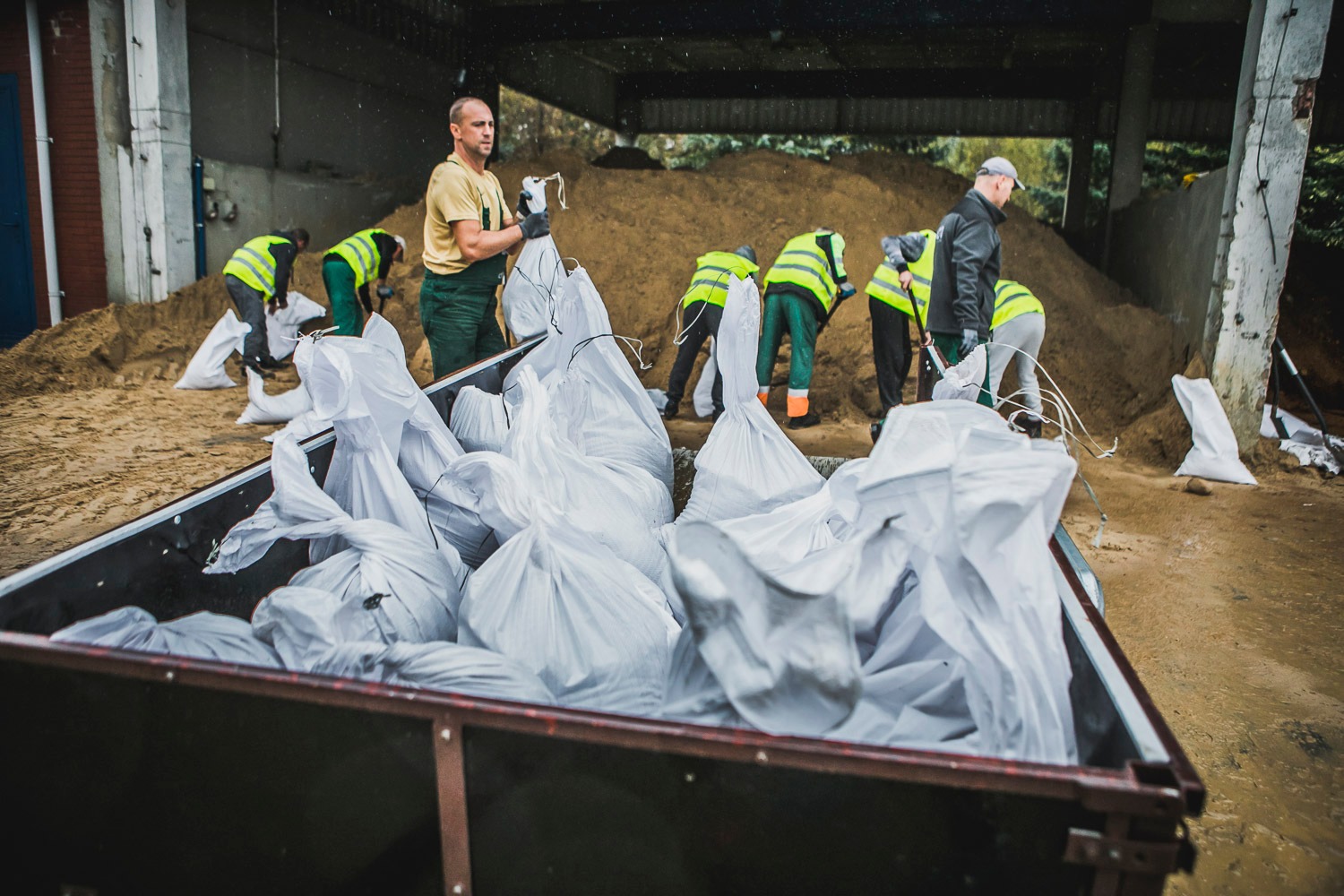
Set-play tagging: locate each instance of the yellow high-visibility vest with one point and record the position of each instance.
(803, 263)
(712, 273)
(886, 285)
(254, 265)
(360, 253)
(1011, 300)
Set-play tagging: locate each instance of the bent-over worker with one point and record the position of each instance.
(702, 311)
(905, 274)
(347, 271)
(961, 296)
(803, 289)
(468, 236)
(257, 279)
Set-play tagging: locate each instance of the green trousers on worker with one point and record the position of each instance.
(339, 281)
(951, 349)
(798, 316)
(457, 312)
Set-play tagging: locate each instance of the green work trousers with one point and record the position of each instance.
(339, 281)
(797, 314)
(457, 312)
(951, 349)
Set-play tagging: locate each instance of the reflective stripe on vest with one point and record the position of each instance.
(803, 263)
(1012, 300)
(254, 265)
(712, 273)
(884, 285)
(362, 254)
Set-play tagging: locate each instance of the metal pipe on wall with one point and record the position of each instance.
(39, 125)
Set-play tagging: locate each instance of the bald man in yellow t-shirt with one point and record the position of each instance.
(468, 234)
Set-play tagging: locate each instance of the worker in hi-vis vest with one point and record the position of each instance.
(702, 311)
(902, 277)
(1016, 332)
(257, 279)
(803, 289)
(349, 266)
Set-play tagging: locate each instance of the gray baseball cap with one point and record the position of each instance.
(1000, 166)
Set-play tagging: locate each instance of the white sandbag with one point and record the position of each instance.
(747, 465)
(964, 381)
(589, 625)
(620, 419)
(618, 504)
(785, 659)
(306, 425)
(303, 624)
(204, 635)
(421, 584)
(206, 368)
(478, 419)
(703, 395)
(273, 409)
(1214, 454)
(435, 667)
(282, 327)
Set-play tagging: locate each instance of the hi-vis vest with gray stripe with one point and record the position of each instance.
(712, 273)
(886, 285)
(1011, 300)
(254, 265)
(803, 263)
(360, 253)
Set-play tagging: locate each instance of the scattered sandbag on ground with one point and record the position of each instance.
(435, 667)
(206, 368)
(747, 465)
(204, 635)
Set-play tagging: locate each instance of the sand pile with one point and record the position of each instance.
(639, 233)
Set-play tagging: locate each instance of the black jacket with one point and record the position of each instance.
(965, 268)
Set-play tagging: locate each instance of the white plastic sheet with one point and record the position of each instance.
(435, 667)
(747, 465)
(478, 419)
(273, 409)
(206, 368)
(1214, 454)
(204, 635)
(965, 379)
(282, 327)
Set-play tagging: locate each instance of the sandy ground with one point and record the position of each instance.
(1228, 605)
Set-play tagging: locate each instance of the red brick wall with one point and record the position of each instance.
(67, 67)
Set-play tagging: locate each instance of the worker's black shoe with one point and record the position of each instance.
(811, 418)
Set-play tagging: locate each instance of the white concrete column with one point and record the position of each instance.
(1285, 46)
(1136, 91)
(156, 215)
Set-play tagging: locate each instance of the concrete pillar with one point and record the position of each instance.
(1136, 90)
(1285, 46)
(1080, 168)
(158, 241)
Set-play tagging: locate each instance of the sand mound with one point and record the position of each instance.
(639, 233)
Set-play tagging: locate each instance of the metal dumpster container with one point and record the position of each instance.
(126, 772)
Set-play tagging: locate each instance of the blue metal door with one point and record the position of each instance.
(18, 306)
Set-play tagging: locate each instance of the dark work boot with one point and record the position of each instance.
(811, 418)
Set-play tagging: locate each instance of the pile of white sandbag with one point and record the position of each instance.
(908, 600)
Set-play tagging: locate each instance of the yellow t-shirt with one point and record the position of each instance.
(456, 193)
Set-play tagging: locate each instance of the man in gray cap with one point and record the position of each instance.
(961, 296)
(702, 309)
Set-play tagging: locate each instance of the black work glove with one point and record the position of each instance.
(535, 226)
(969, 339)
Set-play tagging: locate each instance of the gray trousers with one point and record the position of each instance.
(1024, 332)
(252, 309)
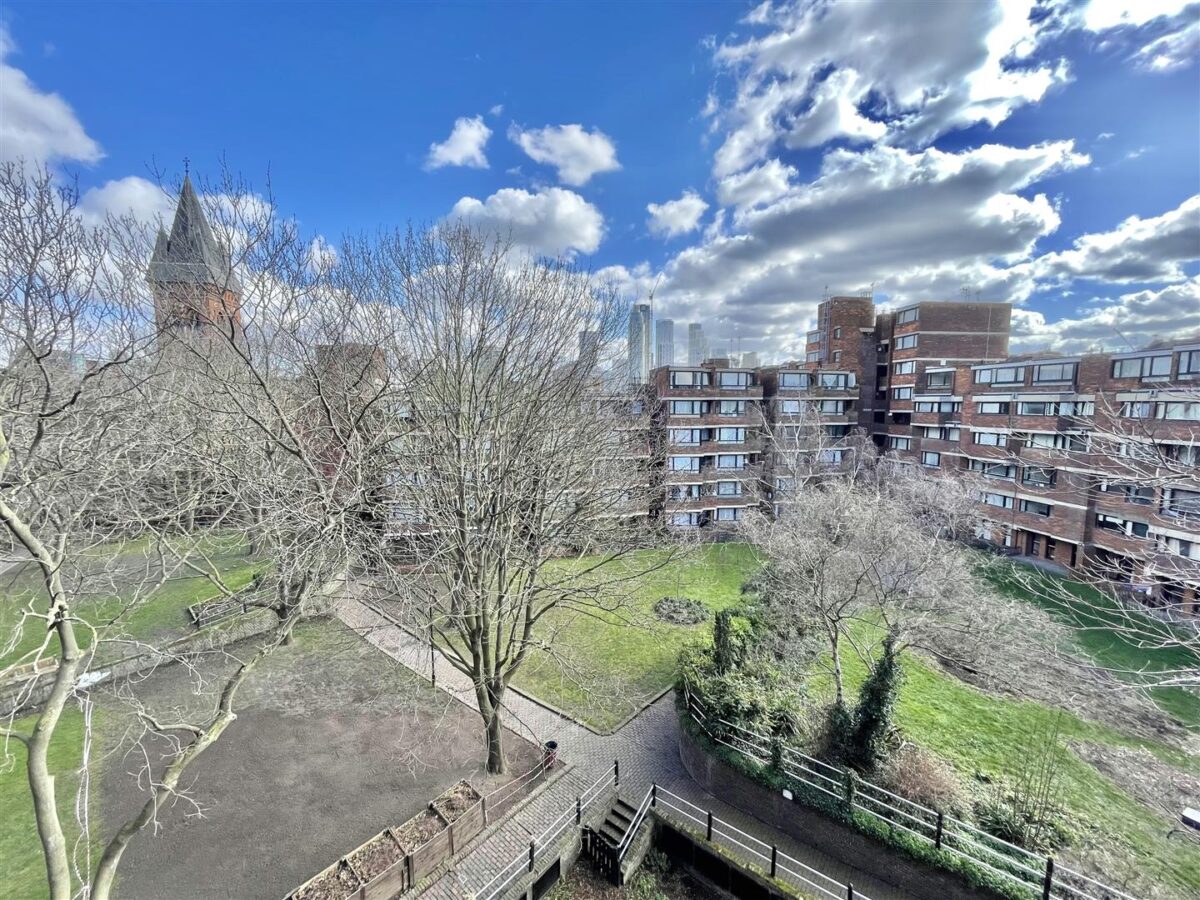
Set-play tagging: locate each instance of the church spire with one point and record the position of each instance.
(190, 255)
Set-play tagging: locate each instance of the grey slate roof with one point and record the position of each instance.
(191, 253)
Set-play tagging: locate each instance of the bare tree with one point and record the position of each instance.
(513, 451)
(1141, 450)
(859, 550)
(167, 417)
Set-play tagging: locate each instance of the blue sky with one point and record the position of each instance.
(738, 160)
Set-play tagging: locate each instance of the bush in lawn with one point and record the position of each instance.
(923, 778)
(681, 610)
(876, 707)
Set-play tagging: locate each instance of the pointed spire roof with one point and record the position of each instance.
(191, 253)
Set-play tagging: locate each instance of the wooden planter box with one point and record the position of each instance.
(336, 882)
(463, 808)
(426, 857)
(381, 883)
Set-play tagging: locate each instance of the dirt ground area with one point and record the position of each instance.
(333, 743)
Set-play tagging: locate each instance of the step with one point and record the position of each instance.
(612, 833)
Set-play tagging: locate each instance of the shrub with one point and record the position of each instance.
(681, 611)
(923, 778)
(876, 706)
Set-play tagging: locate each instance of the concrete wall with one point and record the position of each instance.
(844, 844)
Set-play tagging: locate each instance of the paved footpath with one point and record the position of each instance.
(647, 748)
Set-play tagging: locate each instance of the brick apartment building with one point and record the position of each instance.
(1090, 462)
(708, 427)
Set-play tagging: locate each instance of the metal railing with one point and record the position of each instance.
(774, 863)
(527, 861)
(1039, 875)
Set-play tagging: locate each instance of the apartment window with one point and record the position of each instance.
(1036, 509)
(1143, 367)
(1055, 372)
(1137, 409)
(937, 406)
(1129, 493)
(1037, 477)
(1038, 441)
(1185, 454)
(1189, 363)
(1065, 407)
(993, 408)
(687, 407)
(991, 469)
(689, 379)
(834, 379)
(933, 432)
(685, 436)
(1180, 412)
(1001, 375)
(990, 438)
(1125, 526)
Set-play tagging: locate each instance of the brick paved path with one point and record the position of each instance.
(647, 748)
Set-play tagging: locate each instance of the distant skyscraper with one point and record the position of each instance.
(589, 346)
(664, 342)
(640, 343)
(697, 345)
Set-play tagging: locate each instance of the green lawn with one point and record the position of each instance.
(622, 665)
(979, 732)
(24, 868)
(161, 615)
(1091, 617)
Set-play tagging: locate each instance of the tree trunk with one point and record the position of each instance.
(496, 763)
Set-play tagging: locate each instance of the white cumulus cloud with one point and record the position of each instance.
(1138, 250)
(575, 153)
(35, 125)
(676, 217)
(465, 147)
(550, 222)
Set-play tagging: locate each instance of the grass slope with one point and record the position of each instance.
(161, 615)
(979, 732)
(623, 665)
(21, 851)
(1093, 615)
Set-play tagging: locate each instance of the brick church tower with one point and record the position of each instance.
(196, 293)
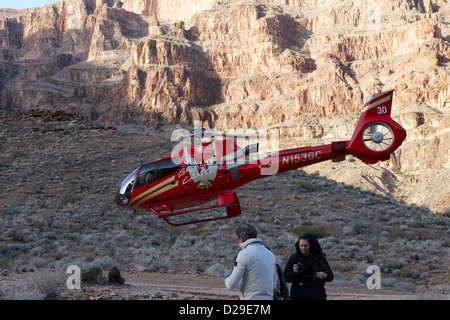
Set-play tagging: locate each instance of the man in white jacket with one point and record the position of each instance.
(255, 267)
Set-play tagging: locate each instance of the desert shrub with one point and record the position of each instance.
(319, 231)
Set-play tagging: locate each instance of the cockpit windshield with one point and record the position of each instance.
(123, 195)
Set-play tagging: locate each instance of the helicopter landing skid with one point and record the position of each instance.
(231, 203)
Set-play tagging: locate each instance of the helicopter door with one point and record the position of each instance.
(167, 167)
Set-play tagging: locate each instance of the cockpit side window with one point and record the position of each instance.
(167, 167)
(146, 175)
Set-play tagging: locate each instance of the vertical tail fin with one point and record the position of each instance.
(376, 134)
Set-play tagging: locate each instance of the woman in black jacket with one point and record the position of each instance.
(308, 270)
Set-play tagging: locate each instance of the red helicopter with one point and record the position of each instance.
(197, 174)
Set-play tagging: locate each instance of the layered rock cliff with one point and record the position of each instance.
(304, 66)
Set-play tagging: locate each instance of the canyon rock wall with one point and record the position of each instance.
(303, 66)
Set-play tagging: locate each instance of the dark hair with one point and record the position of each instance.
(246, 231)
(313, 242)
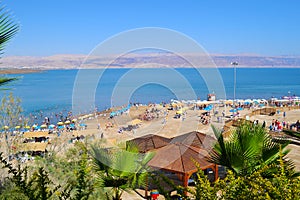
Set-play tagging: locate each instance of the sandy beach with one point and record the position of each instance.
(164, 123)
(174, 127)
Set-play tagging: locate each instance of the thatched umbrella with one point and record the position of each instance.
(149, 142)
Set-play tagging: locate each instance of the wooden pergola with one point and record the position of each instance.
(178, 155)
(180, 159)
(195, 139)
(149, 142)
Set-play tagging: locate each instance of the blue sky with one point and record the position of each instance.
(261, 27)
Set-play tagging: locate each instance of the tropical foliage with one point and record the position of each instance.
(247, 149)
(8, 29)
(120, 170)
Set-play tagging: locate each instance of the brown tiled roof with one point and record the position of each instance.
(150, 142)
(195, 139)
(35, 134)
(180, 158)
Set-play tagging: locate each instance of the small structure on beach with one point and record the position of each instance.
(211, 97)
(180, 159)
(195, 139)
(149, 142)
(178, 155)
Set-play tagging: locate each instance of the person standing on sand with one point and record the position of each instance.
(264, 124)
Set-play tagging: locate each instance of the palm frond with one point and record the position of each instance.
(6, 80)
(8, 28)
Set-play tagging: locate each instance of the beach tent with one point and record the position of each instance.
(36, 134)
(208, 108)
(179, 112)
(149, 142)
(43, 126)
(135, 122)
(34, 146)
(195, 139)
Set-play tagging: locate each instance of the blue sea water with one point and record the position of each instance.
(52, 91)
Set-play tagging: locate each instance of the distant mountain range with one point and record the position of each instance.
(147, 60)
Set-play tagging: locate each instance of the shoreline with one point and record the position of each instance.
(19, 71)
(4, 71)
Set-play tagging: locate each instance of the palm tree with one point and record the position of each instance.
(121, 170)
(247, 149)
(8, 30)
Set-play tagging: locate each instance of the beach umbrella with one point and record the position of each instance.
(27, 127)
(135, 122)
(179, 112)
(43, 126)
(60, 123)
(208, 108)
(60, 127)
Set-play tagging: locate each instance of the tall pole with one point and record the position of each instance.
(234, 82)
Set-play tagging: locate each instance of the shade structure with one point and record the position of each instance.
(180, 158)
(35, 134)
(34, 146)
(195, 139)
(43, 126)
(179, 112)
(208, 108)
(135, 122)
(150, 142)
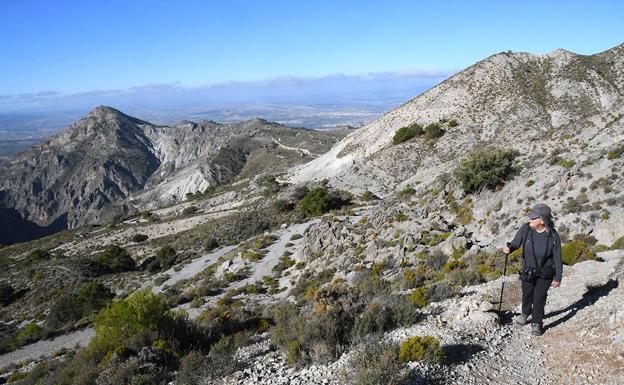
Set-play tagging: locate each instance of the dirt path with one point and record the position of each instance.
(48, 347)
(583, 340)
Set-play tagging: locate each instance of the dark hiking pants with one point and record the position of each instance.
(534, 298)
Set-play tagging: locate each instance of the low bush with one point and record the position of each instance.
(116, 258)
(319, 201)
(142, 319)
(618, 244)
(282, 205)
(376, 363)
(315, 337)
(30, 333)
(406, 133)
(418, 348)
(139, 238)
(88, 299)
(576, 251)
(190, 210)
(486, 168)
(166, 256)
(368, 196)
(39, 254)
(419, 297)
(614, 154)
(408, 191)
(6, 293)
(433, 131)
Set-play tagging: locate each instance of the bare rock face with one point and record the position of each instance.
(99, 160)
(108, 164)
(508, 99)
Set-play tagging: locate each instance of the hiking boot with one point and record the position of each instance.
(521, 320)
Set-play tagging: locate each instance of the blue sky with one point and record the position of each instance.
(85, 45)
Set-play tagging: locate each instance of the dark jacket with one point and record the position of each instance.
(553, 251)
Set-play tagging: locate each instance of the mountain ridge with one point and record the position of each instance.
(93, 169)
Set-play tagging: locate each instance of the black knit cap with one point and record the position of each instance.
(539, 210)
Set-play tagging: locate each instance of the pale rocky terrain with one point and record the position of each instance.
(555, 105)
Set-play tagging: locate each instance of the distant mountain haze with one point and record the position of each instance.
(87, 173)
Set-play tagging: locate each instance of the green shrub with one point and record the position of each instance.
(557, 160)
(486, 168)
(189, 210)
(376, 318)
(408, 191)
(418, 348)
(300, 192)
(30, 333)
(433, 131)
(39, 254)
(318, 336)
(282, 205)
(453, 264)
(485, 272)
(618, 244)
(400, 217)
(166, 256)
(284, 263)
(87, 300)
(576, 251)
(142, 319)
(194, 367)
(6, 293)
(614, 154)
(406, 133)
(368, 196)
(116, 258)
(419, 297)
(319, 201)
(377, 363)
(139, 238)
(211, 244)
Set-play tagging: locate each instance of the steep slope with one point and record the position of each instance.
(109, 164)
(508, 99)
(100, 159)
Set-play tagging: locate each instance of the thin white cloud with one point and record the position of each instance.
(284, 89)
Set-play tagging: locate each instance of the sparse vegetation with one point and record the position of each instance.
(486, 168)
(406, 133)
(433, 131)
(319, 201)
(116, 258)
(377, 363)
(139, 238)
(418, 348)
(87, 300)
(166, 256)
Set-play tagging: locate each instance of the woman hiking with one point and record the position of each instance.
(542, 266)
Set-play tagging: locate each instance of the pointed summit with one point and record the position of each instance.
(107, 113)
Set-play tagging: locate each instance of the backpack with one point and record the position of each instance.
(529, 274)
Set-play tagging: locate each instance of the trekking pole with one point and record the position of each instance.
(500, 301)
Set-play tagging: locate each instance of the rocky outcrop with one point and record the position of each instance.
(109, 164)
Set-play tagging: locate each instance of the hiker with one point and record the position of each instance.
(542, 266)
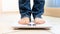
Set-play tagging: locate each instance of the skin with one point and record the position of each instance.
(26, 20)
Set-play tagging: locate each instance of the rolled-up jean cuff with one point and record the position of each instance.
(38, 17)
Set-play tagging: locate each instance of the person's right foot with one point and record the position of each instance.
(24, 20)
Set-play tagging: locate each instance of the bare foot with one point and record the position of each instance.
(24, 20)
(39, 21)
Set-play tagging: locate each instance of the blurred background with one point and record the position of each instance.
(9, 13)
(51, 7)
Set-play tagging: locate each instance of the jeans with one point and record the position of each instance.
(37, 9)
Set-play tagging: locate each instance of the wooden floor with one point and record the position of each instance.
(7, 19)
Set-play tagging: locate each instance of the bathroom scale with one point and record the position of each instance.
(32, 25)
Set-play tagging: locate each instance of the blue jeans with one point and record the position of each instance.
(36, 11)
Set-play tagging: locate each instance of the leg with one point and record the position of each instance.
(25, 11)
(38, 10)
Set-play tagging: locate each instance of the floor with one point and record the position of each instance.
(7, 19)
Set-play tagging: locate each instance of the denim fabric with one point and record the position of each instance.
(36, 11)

——

Required task
Please rewrite the records from their start through the line holding "(1000, 166)", inclusive, changing "worker" to "laborer" and leaving everything else unchanged. Omit the pictures from your answer.

Reply
Set-play tagging: locate each instance of the yellow high-visibility vest with one point and record the position of each instance.
(803, 263)
(712, 273)
(886, 285)
(254, 265)
(360, 253)
(1011, 300)
Set-play tagging: locate each instance of the bent-over laborer with one point and record the position of each instance.
(702, 311)
(905, 274)
(347, 271)
(961, 296)
(803, 289)
(468, 236)
(257, 279)
Set-play tagging: locate each instance of the green trousers on laborer with one point and record the position of each instance.
(339, 281)
(951, 349)
(798, 316)
(457, 312)
Set-play tagging: locate each instance of the green work trousers with one point and record the position of each instance.
(339, 281)
(797, 314)
(457, 312)
(951, 349)
Set-play tagging: locate each instance of the reflective stripe on vest with one point and record the position of each instance.
(803, 263)
(1012, 300)
(254, 265)
(712, 273)
(884, 285)
(362, 254)
Set-play tagging: locate each instance of the metal pipe on wall with one point and record the position of each instance.
(39, 125)
Set-play tagging: locate each instance of the bald man in yellow t-shirt with one point and record the position of each instance.
(468, 234)
Set-play tagging: locate each instance of the laborer in hi-vis vest with one point and record the position of each instance.
(702, 311)
(902, 277)
(1016, 332)
(257, 279)
(803, 289)
(349, 266)
Set-play tagging: locate each instance of the gray baseball cap with one point and record the position of each instance.
(1000, 166)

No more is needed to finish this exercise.